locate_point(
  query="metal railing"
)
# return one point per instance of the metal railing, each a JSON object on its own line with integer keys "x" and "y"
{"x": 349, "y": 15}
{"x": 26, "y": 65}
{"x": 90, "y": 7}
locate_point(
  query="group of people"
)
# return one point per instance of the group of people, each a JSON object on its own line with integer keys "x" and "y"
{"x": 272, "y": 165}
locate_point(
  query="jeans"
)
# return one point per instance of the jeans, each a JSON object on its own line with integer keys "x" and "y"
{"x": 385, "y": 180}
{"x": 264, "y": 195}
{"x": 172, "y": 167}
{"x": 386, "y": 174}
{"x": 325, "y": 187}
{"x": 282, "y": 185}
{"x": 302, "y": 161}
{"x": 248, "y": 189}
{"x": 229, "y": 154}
☆ ☆ ☆ ☆ ☆
- Exercise -
Pull out all lines from the listing that contain the string "query".

- Written solution -
  query="metal railing"
  query="group of people"
  query="jeans"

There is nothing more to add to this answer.